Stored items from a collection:
########################################

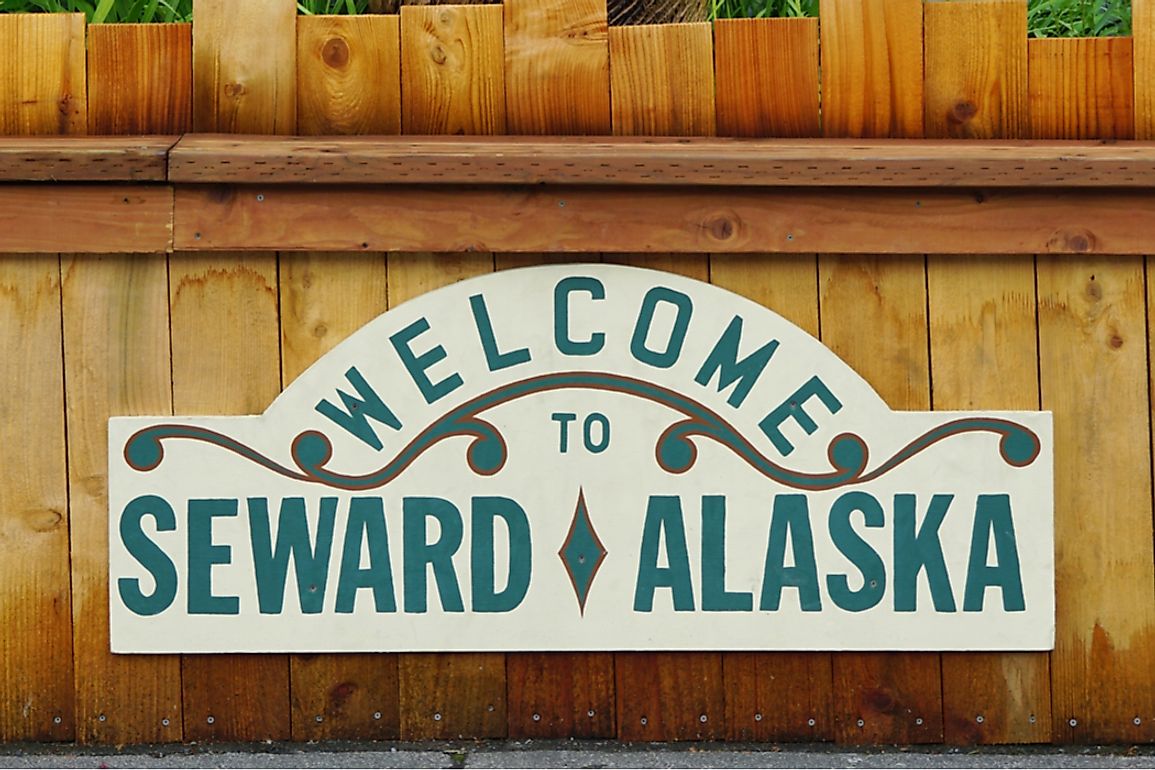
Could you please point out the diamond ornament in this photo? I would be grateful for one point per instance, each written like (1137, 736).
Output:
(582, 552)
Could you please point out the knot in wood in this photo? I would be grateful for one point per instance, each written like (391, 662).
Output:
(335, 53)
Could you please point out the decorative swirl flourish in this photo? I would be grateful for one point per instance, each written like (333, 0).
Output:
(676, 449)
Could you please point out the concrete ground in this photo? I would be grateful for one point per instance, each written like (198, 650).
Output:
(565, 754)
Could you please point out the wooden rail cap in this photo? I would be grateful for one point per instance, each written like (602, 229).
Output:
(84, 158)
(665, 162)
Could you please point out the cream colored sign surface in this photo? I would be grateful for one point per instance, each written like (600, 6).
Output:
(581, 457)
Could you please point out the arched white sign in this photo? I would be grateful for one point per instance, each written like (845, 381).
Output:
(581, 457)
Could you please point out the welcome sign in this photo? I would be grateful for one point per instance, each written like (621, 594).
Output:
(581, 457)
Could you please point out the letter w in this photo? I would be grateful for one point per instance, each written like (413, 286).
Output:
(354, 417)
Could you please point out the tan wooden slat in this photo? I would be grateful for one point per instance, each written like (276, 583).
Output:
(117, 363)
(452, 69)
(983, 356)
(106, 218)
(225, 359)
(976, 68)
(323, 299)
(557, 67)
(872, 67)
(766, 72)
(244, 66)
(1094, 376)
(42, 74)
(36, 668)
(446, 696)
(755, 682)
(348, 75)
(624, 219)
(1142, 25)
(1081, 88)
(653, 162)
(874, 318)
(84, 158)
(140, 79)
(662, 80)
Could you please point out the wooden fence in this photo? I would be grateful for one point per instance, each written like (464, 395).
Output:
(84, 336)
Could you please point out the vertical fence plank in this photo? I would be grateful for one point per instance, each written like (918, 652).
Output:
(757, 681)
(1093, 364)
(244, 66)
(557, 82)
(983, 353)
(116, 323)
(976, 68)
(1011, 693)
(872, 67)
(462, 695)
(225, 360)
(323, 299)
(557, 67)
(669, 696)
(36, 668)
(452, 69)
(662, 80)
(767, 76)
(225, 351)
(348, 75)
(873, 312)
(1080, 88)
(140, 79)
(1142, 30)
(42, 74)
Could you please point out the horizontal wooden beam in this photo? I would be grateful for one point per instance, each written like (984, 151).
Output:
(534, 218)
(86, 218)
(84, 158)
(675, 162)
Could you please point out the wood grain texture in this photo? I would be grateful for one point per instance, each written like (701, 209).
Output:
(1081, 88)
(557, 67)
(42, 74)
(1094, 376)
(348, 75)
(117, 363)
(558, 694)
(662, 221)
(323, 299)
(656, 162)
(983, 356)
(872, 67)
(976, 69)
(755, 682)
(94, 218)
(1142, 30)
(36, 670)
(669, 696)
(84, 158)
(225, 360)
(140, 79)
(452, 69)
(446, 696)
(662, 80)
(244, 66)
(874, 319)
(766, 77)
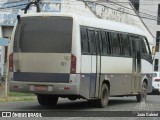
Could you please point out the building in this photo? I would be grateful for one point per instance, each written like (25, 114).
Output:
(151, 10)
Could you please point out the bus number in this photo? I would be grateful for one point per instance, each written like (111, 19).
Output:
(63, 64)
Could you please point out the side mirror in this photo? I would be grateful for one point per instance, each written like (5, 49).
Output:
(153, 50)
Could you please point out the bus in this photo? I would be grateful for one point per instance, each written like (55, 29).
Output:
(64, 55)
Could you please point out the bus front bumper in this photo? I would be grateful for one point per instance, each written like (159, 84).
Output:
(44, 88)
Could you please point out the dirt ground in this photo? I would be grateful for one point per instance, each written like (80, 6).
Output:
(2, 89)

########################################

** Task statement **
A single number is the answer: the count of lines above that include the string "fence".

** Your solution **
2